**Action item:**
Answer these questions about the DNABarcodeCompatibility package overview:
1. How many main functions does the package include?
2. What is named as an example of a list of DNA barcodes that can be loaded?
3. Against which kinds of errors are the kept barcodes robust?

**Quoted passage:**
This document gives an overview of the DNABarcodeCompatibility R package with a
brief description of the set of tools that it contains. The package includes
six main functions that are briefly described below with examples.
These functions allow one to load a list of DNA barcodes (such as the Illumina
TruSeq small RNA kits), to filter these barcodes according to distance and
nucleotide content criteria, to generate sets of compatible barcode
combinations out of the filtered barcode list, and finally to generate an
optimized selection of barcode combinations for multiplex sequencing
experiments. In particular, the package provides an optimizer function to
favour the selection of compatible barcode combinations with 
**least heterogeneity in the frequencies of DNA barcodes**, and allows one to
keep barcodes that are **robust against substitution and insertion/deletion
errors**, thereby facilitating the demultiplexing step.

Dataset entries
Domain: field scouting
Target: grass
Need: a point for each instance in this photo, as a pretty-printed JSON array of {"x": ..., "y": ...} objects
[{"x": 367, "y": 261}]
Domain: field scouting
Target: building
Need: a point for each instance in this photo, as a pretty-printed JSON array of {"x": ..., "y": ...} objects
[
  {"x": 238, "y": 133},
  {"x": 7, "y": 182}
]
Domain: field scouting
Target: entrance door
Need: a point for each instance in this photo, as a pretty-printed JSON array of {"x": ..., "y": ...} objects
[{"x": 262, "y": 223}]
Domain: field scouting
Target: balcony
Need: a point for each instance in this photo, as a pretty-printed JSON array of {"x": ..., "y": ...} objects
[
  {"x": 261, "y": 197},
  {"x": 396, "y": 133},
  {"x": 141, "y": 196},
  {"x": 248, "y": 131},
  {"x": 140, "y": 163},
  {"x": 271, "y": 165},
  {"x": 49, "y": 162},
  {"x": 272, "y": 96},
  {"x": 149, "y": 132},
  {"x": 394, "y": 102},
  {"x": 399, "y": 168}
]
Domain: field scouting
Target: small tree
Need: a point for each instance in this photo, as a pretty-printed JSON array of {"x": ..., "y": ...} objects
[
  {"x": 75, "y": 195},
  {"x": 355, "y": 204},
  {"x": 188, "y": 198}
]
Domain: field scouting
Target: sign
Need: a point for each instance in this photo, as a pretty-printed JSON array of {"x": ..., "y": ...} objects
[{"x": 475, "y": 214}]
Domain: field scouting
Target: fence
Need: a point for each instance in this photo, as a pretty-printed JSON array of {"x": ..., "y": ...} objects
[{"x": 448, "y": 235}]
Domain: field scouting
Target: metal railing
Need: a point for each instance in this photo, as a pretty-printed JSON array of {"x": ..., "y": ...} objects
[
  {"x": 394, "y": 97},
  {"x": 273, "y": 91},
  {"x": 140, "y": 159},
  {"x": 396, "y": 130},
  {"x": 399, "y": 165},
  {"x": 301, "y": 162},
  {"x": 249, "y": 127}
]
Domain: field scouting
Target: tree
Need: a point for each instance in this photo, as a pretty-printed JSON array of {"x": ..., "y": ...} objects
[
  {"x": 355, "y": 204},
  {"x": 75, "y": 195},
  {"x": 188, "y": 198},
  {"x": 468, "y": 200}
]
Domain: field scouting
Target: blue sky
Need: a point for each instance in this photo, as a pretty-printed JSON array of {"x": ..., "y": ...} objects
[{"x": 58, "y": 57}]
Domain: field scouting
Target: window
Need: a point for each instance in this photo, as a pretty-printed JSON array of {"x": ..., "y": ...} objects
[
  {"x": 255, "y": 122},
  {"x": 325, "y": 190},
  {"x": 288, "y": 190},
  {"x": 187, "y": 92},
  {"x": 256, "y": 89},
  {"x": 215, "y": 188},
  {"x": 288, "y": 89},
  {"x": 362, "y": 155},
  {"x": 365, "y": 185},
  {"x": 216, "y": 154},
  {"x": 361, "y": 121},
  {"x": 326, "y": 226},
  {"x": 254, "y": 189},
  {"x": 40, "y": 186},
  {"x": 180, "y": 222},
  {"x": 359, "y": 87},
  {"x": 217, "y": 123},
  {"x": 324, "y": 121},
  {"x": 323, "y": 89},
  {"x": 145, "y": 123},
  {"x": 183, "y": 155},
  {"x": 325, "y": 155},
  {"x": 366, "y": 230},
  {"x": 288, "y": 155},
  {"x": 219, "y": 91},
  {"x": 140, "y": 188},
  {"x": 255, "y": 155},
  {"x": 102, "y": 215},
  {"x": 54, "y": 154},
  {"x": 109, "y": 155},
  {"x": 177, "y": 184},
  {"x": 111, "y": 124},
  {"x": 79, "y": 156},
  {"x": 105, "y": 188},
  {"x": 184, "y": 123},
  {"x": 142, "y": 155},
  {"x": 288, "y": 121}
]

**Solution:**
1. Six.
2. The Illumina TruSeq small RNA kits.
3. Substitution and insertion/deletion errors.